— Begin Source excerpt —

# The World Ends With This Club



## Not Meowth (Aug 2, 2008)

*The World Ends With You Fan Club*

I finished The World Ends With You the other day, and decided a club was in order, as it rules so very much. Sho Minamimoto for the win.


----------



## spaekle (Aug 2, 2008)

*Re: The TWEWY Fan Club*

Ka-JOIN!

Sho _is_ win, as well as Kariya, Joshua, and Megumi. And, well, I guess every character is special in his or her own way. :] 

The game's soundtrack is great and the battle system is a lot of fun. :D


----------



## Not Meowth (Aug 3, 2008)

*Re: The TWEWY Fan Club*

Oh god yes, the music _is_ zetta awesome =D Though I got used to the battle system reasonably quickly. In fact, just about instantaneously =P


----------



## Grinning Calamity (Aug 4, 2008)

*Re: The TWEWY Fan Club*

I was thinking of getting this game. Is it good? Would ya reccomend it? I like KH and FF, isn't that who made it?


----------



## surskitty (Aug 4, 2008)

*Re: The TWEWY Fan Club*

I've never played it and I don't plan on doing so, but yes, it's by the Kingdom Hearts team.

do any of the main characters eat ever


----------



## spaekle (Aug 4, 2008)

*Re: The World Ends With You Fan Club*

^ Actually, yeah. You can feed them.

— End Source excerpt —
— Begin Dataset content —

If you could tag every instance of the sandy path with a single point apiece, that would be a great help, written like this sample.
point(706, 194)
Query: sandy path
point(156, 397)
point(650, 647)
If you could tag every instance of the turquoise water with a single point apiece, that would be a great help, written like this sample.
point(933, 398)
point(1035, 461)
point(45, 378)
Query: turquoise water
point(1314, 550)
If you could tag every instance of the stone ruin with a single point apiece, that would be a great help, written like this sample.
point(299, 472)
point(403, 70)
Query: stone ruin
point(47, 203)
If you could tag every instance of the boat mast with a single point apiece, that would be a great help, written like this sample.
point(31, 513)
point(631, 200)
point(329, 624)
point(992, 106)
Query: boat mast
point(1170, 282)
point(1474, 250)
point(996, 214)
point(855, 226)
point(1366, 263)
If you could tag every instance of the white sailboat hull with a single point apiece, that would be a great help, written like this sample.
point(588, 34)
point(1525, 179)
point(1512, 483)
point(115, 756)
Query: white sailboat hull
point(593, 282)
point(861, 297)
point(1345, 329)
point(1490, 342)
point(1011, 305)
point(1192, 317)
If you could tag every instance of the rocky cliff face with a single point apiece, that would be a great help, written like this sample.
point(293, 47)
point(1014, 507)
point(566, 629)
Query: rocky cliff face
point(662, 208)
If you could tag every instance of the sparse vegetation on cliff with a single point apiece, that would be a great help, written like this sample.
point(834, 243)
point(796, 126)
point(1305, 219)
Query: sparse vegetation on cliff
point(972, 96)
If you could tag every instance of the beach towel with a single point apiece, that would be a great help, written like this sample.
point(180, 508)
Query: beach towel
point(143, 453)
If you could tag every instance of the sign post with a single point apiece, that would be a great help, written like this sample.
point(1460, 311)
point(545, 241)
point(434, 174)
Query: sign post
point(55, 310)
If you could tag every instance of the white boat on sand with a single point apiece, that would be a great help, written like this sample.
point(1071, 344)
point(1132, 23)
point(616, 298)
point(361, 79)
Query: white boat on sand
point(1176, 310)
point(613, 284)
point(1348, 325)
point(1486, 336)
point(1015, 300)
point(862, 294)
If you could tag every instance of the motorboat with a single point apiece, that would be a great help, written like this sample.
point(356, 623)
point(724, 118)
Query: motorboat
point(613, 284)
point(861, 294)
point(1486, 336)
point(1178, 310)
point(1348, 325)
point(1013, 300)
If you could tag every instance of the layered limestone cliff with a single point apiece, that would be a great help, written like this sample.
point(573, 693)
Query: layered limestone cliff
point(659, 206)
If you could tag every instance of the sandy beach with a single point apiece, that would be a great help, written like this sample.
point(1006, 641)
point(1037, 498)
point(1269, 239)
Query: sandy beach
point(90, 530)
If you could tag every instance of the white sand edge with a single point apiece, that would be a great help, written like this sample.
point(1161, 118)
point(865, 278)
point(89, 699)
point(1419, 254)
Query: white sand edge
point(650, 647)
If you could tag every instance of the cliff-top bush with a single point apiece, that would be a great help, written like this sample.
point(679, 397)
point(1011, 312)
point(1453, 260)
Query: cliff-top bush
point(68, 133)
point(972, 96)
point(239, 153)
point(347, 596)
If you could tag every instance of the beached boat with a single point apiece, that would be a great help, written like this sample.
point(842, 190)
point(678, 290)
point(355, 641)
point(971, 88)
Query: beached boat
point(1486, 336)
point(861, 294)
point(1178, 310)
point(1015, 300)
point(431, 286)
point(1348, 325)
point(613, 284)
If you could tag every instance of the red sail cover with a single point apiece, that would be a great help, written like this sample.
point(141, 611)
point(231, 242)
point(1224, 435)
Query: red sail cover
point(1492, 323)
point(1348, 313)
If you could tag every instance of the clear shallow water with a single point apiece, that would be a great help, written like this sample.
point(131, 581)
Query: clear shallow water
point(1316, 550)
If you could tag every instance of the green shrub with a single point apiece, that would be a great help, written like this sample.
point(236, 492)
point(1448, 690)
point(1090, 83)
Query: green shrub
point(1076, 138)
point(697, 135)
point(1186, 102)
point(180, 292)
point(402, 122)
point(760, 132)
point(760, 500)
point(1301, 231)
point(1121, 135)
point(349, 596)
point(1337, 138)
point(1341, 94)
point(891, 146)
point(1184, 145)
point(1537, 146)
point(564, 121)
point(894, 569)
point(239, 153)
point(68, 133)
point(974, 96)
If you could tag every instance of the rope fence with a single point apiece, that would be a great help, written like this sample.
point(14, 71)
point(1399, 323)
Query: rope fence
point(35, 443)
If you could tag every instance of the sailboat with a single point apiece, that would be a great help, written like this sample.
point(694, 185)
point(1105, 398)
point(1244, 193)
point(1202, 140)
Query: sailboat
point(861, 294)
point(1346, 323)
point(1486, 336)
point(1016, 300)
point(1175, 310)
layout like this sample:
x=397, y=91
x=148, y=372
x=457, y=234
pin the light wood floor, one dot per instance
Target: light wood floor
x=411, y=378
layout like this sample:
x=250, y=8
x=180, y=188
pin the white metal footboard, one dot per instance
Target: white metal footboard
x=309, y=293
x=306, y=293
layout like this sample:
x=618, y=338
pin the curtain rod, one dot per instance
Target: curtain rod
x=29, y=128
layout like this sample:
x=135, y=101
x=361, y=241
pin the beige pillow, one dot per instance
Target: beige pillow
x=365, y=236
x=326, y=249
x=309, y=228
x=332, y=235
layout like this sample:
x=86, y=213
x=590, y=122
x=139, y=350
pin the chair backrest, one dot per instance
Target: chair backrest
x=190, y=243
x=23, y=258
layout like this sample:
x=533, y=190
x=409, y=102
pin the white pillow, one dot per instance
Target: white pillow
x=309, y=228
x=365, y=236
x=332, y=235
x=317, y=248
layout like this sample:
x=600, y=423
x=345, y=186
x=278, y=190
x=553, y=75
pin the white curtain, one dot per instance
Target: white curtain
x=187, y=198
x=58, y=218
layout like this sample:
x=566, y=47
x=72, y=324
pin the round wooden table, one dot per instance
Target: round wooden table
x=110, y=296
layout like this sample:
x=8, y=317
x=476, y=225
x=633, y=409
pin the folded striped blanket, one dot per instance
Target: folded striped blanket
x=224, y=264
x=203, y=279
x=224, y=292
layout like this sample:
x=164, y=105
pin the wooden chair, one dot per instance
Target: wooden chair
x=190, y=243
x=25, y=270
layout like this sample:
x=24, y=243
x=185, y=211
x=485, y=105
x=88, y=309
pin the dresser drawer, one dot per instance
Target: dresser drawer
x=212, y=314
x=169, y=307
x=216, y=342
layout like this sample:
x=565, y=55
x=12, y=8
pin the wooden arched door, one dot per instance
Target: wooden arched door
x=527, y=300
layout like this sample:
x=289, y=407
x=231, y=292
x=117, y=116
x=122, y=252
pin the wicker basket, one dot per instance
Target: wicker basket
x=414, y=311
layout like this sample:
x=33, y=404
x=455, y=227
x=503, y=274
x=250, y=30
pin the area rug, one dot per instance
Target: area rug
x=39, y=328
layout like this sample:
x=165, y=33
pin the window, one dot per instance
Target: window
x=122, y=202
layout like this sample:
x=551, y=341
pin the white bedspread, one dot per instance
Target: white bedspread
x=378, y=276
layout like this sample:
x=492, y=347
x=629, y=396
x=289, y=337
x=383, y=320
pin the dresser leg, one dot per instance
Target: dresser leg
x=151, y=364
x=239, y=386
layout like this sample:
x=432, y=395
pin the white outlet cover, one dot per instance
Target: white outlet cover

— End Dataset content —

Exercise instructions =
1) Print everything in the fan club thread above from "Oh god yes, the" down to "Calamity (Aug 4, 2008)", word for word.
2) In the fan club thread above, which team is said to have made the game?

Outputs =
1)
Oh god yes, the music _is_ zetta awesome =D Though I got used to the battle system reasonably quickly. In fact, just about instantaneously =P


----------



## Grinning Calamity (Aug 4, 2008)

2) The Kingdom Hearts team.